09.24.09 | Dr. Strangefilm | From The Files Of Dr. Strangefilm...Print this Post

Edward D. Wood, Jr. Ah, dear Ed. Where would we mavens of movie mediocrity be without the works of our favorite angora-fetishist filmmaker to dissect and ridicule? Everyone from the Medved brothers to Tim Burton to the Best Brains at Mystery Science Theatre 3000 have had their say on Wood's rather unique ouevre.
Most times, however, the focus has been on his egregious entries in the horror (Bride of the Monster), science-fiction (Plan 9 from Outer Space) and...er, autobiographical (Glen or Glenda) genres. Sure, Ed may have been out of his depths there, but what if the cross-dressing director tried his hand at crime drama, with a gritty, noir-flavored thriller featuring just a touch of "Dragnet's" police procedural technique? Well, it so happens that Wood did just that in 1954 with a little ditty called Jail Bait, and it turned out every bit as amateurish as his more talked-about turkeys.
First of all, the title does not refer to the sort of decoys that Chris Hansen uses to catch predators on Dateline NBC, but to the gun that small-time hood Don Gregor (Clancy Malone) takes from the home of his renowned plastic surgeon father (Herbert Rawlinson). Don was already in trouble with the law for packin' heat, you see, and his devoted sister Marilyn (Wood paramour Dolores Fuller) had to bail him out of custody. "Don't you know that gun is jail bait?," Marilyn pleads to her embittered sibling.
Ignoring sis's advice, Don meets up with hoodlum pal Vic Brady (Timothy Farrell) and is talked into joining him in a payroll heist at a vaudeville theatre (guess they still had them in '54). The movie magically transports us to said theatre, where we are treated to, of all things...a blackface minstrel show routine! This tacky--even by early '50s standards--sequence was copied-and-pasted from the 1951 Ron Ormond oddity and future case file Yes Sir, Mr. Bones. To be sure, Wood's company was nothing if not economical. Jail Bait's out-of-place, non-stop Spanish guitar soundtrack, courtesy of future Hanna-Barbera theme writer Hoyt Curtin, was similarly borrowed from Ormond's Mesa of Lost Women.

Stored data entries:
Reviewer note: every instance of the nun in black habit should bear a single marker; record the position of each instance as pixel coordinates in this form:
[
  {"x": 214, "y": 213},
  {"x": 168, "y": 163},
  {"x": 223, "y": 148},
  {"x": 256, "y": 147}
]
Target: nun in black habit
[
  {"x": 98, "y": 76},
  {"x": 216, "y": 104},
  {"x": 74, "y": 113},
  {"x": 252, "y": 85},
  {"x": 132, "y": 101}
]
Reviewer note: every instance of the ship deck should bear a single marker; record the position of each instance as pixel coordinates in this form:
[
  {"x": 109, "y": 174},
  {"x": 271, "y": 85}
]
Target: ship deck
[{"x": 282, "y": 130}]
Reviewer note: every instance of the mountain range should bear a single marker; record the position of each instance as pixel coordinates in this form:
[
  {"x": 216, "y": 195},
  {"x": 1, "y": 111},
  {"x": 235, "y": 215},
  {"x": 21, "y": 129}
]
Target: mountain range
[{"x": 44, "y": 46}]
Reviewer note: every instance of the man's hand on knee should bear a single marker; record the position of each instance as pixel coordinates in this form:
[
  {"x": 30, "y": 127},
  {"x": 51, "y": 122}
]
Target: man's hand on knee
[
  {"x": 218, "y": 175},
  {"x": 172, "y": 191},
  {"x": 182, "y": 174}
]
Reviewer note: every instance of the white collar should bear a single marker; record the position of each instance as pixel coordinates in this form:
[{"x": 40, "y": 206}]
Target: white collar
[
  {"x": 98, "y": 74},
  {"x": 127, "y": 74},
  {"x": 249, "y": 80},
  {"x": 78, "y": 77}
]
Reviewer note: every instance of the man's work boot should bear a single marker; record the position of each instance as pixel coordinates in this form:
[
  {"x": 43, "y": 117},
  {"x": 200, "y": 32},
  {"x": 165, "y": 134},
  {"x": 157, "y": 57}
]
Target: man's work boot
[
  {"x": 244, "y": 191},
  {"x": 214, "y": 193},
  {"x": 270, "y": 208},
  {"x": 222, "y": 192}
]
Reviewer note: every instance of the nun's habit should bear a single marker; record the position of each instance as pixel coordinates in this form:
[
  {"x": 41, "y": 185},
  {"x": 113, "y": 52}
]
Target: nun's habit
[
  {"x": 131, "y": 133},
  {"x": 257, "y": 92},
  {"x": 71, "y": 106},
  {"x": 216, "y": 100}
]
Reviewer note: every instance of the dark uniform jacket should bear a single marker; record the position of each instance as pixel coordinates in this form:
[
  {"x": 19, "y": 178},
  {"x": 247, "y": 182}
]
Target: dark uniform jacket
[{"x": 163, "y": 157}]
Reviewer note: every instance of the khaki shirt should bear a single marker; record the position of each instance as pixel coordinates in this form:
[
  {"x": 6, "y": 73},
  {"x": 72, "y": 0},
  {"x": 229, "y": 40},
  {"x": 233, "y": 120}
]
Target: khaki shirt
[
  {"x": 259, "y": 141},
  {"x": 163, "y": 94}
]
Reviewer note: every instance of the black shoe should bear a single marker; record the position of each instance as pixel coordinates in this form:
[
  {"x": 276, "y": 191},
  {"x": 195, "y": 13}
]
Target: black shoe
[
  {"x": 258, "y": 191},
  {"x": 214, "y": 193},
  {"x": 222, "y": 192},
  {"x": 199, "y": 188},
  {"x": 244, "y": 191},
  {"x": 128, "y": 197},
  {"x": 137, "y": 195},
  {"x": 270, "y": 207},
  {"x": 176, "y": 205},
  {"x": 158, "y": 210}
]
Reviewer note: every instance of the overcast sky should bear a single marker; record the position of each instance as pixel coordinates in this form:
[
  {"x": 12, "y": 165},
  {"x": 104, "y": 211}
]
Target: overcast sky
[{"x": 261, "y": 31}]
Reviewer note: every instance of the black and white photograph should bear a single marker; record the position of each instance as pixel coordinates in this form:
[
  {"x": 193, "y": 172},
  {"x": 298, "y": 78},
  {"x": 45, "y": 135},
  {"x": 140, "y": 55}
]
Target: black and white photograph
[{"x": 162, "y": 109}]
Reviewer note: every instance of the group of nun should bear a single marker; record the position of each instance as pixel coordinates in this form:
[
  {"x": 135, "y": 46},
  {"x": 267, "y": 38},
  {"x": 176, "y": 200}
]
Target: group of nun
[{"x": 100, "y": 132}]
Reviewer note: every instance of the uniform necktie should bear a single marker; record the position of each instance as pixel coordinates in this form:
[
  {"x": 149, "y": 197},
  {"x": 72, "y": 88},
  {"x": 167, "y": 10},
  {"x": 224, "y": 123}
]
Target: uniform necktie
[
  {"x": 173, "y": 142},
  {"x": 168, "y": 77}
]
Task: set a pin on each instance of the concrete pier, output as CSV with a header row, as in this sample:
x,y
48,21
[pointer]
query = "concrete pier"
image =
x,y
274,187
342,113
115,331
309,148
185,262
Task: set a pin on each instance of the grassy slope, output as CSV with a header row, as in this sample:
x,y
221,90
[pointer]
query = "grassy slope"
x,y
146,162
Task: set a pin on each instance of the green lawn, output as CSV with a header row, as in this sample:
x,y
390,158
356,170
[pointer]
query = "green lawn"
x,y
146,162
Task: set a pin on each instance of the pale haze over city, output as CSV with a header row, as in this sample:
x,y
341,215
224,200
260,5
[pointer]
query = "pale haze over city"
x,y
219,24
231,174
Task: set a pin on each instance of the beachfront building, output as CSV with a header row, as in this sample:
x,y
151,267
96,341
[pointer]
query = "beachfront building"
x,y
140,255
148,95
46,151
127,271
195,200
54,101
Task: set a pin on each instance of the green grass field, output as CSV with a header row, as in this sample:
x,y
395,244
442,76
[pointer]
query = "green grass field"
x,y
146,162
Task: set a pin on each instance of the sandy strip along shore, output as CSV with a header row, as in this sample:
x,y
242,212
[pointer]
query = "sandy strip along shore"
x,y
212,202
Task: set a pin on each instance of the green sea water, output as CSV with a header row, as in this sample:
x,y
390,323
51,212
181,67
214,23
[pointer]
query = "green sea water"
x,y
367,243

▶ [Exercise tasks]:
a) According to the Jail Bait review, who provided the film's Spanish guitar soundtrack?
b) Return the portion of the Jail Bait review between "Edward D. Wood, Jr." and "rather unique ouevre.", inclusive.
c) Write the next part of the Jail Bait review, continuing from its final sentence.

▶ [Answers to the exercise]:
a) Hoyt Curtin, a future Hanna-Barbera theme writer, provided the soundtrack.

b)
Edward D. Wood, Jr. Ah, dear Ed. Where would we mavens of movie mediocrity be without the works of our favorite angora-fetishist filmmaker to dissect and ridicule? Everyone from the Medved brothers to Tim Burton to the Best Brains at Mystery Science Theatre 3000 have had their say on Wood's rather unique ouevre.

c)
Well, the robbery hits a snafu and Don winds up fatally shooting the theatre guard, while Vic merely wounds a witness who identifies both crooks to the cops. A repentant Don goes to his father and confesses, vowing to turn himself in, but is bumped off by Brady before he can do so. With the heat on him, Vic goes to Dr. Gregor and pretends that he's holding Don hostage, blackmailing the doc to operate on his face (in his living room, no less!) so he can escape. I'm not going to spoil the startling twist ending, save to say it's so implausible that the EC crime comics of the era wouldn't have used it.
Jail Bait would be just another uninteresting, B-type thriller were it not for such distinctive Ed Wood touches as threadbare set design, labyrinthine dialogue ("Why, sister, that's very sisterly of you," "This afternoon we had a long telephone conversation earlier in the day"), and a female character's angora hat. Along with Farrell and Fuller, the cast also includes Wood regulars Lyle Talbot, Mona McKinnon and Conrad Brooks, as well as future screen Hercules Steve Reeves, in his film debut, as a cop who manages to appear shirtless for several minutes while chatting with his partner. It all adds up to mid-level movie strangeness, but one can only imagine what might have been if Ed had managed to get his pal Bela Lugosi to play the doctor as originally intended (Morbid side note: Rawlinson died the day after his final scene was filmed).

Have you ever seen SINISTER URGE?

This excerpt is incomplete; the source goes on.